What you should do: All that is needed is the line containing "the person in" together with each line after it, transcribed exactly to the end of the records.
******
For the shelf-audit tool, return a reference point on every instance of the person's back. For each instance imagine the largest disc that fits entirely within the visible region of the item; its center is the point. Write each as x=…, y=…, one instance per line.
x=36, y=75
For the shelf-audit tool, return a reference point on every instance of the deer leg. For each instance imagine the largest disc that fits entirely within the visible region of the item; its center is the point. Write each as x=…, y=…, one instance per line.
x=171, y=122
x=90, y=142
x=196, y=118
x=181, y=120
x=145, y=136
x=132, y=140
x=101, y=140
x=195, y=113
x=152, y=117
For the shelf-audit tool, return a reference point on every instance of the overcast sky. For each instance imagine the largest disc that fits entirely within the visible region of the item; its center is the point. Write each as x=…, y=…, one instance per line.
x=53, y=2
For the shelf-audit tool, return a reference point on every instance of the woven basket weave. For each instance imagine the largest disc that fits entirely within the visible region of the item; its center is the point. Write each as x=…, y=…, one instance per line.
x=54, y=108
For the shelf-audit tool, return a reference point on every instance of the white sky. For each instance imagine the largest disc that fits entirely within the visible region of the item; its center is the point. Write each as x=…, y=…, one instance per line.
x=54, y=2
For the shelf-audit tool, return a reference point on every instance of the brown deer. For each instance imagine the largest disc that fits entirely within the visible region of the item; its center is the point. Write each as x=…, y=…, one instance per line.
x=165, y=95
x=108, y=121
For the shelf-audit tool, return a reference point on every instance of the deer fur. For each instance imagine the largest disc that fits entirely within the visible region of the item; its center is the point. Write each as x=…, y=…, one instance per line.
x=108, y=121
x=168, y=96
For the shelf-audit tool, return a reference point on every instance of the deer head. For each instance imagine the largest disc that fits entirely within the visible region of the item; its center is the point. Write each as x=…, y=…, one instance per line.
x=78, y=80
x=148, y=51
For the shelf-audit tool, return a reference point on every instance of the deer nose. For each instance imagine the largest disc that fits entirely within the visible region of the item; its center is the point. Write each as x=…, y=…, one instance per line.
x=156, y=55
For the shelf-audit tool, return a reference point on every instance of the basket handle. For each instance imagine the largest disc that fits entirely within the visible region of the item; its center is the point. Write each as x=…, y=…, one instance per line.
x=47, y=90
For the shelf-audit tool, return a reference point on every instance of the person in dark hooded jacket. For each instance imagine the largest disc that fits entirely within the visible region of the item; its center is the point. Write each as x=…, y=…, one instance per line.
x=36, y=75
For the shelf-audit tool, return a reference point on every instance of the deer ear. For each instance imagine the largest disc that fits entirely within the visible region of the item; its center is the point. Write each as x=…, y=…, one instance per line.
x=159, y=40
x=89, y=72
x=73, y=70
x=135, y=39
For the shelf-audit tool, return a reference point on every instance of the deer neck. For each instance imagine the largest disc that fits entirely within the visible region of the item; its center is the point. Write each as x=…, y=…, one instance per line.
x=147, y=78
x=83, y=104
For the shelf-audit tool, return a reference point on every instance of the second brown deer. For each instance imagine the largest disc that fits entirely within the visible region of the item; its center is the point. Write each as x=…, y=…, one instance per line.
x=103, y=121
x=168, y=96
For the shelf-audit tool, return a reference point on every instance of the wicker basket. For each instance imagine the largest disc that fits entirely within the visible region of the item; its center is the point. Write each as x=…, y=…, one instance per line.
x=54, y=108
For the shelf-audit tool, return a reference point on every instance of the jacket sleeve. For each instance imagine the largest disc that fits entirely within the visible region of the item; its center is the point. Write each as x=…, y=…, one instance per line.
******
The answer:
For the shelf-audit tool, return a reference point on every instance of the person in dark hooded jacket. For each instance imagine the largest disc that fits entirely within the visible region of the item; its center is the point. Write each as x=…, y=…, one instance per line.
x=36, y=75
For the shelf-audit tool, return a reference point on every instance of the deer ear. For each instance imagine the largest disc that fits entirely within the visible region of the item; its center is the point. Write each as x=…, y=…, one instance per line.
x=159, y=40
x=89, y=72
x=73, y=70
x=135, y=39
For the shelf-audit tool, return a reference point on every instance of the deer neck. For each instance imagine the largest disc that fits entirely within the visible region of the item; its center is the point. Write each as x=…, y=…, one instance per line.
x=147, y=78
x=83, y=104
For the shelf-audit tool, return a reference point on every instance of the second brown deer. For each instance imagine the largest disc that fits entirely within the visible region of the item; its center is the point. Write each as x=…, y=…, one instance per line.
x=103, y=121
x=168, y=96
For the shelf-audit tool, return a reference point on every instance of the wicker basket. For each instance imagine the largest disc that fits entirely within the visible region of the item; its center is the point. Write each as x=…, y=…, one instance per line.
x=54, y=108
For the shelf-audit tool, return a reference point on every instance of the jacket sleeve. For each instance imagine the largest disc that fits entirely within the visible region of the item; its center is the point. Write each as x=…, y=…, one instance per line.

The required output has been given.